PROMPT: Please quote the material below word for word, every line of it.

☆ ☆ ☆ ☆

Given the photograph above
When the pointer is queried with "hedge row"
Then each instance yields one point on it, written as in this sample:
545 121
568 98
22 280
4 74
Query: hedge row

☆ ☆ ☆ ☆

FINAL ANSWER:
Given the photograph above
When the pointer is queried with "hedge row"
Then each instance yields one point on it, written as in this sample:
545 121
568 98
22 280
4 74
Query: hedge row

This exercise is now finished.